= WRITTEN REQUEST =
Pick out every line in the records below that contains the string "post" and copy each of those lines in full.

+++

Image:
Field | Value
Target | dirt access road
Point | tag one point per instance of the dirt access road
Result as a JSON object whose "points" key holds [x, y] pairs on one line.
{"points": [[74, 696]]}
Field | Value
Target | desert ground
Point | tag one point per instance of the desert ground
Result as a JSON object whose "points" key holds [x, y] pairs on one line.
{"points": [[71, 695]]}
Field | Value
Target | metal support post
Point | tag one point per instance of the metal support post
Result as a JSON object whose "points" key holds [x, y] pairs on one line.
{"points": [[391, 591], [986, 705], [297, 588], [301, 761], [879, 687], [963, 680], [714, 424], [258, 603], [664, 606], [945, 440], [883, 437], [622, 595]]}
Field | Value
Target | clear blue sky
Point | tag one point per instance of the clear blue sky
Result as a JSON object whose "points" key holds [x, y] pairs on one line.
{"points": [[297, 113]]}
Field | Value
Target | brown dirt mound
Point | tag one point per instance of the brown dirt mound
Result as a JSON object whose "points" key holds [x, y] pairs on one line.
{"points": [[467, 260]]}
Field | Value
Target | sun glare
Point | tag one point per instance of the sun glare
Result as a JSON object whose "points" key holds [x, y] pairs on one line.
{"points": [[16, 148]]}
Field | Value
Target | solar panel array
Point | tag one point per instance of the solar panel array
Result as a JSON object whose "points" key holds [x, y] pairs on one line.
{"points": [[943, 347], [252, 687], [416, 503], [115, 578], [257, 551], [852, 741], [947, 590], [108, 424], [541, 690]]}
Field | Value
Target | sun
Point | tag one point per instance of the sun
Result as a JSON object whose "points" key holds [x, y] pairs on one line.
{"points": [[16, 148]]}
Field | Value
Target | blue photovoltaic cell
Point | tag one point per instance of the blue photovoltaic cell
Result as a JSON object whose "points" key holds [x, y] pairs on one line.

+++

= FULL OUTPUT =
Target | metal support post
Point | tag one point per instance of the metal support post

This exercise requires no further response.